EXCERPTED DATA Start Marker

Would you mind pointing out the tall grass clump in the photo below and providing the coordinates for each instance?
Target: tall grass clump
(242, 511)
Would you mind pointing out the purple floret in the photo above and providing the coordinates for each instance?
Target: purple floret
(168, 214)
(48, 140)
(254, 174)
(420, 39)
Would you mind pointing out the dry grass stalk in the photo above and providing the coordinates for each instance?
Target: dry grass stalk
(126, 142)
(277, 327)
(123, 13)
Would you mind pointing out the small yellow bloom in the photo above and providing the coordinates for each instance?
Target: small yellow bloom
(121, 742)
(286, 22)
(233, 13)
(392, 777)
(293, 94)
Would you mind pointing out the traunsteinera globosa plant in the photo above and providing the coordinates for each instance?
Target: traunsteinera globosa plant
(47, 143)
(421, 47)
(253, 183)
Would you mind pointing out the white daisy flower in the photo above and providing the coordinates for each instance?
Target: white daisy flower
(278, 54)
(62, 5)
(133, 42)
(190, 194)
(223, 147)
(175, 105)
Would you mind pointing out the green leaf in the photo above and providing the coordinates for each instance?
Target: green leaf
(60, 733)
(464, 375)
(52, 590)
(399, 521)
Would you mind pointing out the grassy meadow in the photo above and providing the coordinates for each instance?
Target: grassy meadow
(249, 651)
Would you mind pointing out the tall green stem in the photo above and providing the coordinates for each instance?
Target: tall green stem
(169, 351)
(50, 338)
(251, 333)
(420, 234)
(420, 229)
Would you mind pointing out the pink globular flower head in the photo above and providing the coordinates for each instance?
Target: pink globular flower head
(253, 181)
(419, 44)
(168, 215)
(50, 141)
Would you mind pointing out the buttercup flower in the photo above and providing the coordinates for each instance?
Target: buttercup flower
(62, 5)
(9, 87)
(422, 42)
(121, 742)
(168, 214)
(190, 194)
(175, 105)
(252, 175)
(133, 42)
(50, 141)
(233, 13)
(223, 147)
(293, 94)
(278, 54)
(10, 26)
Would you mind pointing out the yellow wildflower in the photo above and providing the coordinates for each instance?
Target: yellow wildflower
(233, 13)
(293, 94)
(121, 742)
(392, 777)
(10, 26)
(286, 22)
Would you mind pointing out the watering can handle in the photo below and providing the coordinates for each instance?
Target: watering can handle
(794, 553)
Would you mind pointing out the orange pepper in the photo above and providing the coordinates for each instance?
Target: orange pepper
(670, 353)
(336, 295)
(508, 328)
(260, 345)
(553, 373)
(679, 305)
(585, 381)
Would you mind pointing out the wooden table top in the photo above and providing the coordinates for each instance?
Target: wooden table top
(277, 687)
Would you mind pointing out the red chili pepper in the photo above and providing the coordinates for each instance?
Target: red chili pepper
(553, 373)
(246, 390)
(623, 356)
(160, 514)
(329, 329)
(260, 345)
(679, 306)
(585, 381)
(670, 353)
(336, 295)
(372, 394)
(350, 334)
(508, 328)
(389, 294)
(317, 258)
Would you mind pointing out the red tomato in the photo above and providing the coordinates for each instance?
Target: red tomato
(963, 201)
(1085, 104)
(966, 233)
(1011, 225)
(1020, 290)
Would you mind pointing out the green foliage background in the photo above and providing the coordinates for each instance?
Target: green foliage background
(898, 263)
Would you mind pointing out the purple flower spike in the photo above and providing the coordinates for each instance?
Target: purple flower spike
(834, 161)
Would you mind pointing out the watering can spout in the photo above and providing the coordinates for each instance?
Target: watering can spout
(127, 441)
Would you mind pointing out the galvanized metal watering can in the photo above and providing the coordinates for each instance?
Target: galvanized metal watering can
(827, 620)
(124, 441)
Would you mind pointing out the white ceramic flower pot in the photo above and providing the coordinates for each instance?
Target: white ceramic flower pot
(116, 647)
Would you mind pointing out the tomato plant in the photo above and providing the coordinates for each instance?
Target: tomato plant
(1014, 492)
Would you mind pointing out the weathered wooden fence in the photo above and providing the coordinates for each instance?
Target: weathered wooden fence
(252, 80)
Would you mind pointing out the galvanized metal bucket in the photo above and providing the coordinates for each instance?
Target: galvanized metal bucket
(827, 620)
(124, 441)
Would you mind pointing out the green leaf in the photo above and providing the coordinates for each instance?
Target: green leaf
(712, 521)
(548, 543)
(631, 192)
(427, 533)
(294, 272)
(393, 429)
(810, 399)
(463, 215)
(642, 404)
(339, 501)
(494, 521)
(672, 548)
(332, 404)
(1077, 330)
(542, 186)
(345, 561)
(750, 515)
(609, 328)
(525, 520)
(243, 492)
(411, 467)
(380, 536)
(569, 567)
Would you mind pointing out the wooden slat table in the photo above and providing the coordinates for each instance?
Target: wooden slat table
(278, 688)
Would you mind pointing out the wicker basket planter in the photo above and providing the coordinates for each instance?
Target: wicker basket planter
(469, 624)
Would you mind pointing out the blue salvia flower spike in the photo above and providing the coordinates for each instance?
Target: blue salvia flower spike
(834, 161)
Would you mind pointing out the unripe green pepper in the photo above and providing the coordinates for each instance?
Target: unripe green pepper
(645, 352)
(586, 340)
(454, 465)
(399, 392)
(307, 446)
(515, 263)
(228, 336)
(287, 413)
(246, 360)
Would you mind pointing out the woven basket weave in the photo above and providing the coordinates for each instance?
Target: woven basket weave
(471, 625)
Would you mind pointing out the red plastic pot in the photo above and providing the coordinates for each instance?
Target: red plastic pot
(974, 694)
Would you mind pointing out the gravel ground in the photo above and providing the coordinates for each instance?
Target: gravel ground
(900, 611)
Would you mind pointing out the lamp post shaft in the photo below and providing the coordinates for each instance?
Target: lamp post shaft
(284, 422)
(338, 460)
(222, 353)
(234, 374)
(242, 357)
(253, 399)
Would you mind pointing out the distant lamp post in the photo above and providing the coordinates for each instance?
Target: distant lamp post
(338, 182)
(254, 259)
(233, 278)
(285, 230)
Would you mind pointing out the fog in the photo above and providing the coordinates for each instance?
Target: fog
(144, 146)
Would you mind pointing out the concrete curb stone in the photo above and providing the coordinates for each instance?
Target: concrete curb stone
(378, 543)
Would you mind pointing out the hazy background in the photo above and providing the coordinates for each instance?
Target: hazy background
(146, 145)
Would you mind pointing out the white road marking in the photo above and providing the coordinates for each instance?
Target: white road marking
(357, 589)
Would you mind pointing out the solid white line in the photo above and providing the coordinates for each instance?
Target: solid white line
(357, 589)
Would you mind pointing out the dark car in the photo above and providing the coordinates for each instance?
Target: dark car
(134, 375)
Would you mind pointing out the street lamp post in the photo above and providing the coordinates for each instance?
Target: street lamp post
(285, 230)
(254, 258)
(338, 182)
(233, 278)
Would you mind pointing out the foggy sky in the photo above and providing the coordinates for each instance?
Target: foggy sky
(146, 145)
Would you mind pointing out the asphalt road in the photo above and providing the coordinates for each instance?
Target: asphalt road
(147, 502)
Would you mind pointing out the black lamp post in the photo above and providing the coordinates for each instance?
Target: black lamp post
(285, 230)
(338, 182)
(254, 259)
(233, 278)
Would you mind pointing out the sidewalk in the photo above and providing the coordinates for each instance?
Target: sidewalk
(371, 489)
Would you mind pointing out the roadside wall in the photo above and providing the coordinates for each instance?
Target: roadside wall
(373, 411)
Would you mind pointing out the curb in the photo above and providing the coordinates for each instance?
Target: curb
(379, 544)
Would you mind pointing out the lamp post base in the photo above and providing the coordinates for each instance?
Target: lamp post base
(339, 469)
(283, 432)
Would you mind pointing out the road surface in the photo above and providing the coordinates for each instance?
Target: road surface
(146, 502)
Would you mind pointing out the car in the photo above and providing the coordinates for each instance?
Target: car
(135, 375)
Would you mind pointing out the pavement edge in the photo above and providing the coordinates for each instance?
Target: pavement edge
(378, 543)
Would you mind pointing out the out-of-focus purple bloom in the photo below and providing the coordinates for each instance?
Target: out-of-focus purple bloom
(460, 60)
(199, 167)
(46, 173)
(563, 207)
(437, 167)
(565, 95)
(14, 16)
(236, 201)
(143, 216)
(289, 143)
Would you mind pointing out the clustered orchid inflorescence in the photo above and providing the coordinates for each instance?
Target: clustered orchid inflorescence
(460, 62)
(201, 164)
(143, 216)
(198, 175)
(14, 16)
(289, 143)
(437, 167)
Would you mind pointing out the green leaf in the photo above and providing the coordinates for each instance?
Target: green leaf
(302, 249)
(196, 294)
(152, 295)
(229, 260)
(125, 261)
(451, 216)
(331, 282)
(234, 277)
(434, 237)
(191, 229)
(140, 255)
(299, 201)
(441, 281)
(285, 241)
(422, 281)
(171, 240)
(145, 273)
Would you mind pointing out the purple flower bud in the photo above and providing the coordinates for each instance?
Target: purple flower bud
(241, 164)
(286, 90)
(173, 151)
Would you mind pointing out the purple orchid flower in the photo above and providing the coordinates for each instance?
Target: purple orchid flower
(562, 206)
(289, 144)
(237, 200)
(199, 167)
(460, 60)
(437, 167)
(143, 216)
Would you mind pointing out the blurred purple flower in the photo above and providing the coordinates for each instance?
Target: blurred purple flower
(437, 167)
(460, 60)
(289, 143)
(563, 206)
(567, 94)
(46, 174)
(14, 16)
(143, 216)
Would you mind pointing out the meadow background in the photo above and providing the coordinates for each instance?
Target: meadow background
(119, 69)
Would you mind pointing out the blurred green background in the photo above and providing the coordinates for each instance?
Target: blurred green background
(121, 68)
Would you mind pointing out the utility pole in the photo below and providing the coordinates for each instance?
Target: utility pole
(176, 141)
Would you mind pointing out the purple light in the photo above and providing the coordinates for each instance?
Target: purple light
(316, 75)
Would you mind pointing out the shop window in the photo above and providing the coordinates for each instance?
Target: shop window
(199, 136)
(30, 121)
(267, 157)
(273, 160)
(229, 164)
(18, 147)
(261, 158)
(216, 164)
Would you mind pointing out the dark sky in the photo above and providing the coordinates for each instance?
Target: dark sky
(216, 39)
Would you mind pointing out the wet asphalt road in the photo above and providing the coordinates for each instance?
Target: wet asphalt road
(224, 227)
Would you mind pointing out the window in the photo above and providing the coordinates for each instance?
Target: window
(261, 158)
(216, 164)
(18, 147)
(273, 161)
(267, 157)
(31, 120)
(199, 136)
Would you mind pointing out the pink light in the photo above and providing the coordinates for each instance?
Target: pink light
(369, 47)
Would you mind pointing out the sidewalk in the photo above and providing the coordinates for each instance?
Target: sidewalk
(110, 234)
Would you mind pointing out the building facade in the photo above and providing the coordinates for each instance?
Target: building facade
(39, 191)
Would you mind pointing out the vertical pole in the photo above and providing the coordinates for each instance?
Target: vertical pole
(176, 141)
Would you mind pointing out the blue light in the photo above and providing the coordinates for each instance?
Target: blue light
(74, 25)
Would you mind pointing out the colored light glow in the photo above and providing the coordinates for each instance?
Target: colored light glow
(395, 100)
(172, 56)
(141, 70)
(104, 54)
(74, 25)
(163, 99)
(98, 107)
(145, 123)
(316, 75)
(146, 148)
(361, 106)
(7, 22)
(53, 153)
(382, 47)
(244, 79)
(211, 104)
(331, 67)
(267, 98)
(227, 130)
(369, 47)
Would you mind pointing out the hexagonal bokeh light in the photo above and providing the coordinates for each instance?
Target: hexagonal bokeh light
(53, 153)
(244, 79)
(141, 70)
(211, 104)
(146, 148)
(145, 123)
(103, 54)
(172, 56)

EXCERPTED DATA End Marker

--- TASK DESCRIPTION ---
In the entries, find every line holding "below" and copy it.

--- RESULT OF THIS EXERCISE ---
Would you mind pointing out the tall grass clump in the photo below and providing the coordinates for each instance?
Would you mind pointing out the watering can handle in the photo below and providing the coordinates for each instance?
Would you mind pointing out the lamp post shaft in the photo below and providing the coordinates for each instance?
Would you mind pointing out the out-of-focus purple bloom in the photo below and providing the coordinates for each instance?
Would you mind pointing out the utility pole in the photo below and providing the coordinates for each instance?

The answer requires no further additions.